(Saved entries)
-------------------------

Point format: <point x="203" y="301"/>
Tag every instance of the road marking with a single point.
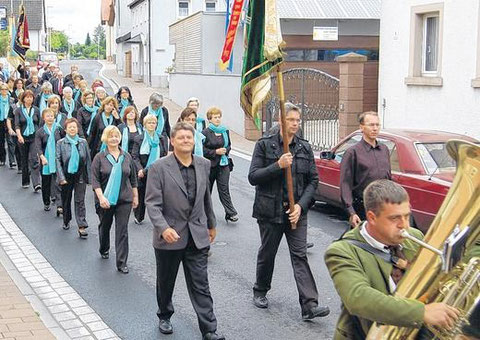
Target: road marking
<point x="71" y="313"/>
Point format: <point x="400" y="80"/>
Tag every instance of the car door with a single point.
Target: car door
<point x="329" y="172"/>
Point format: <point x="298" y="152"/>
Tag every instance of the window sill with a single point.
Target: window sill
<point x="424" y="81"/>
<point x="476" y="83"/>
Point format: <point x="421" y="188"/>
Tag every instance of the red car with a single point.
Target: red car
<point x="419" y="161"/>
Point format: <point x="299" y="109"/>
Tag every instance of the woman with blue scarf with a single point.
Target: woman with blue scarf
<point x="27" y="119"/>
<point x="146" y="150"/>
<point x="216" y="148"/>
<point x="46" y="139"/>
<point x="73" y="175"/>
<point x="157" y="109"/>
<point x="114" y="180"/>
<point x="130" y="128"/>
<point x="86" y="113"/>
<point x="42" y="98"/>
<point x="107" y="115"/>
<point x="69" y="106"/>
<point x="124" y="99"/>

-------------------------

=== TASK STATEMENT ===
Every line above should be copied exactly, apart from any pictures.

=== SOLUTION FOR THIS TASK ===
Point format: <point x="203" y="301"/>
Tag every instance of the road marking with a single point.
Target: road marking
<point x="71" y="313"/>
Point format: <point x="400" y="80"/>
Tag every instance of the car door with a single point.
Target: car door
<point x="329" y="172"/>
Point format: <point x="298" y="152"/>
Tag every instance of the window sill with a single point.
Target: window sill
<point x="424" y="81"/>
<point x="476" y="83"/>
Point format: <point x="421" y="188"/>
Tag every instance of the red car with a single point.
Target: red car
<point x="419" y="161"/>
Point format: <point x="299" y="109"/>
Tag every instance of the woman with blue scarf with a single point.
Target: woman with blue scarf
<point x="27" y="119"/>
<point x="146" y="150"/>
<point x="216" y="148"/>
<point x="46" y="139"/>
<point x="73" y="175"/>
<point x="157" y="109"/>
<point x="114" y="180"/>
<point x="130" y="128"/>
<point x="86" y="113"/>
<point x="42" y="98"/>
<point x="107" y="115"/>
<point x="69" y="106"/>
<point x="124" y="99"/>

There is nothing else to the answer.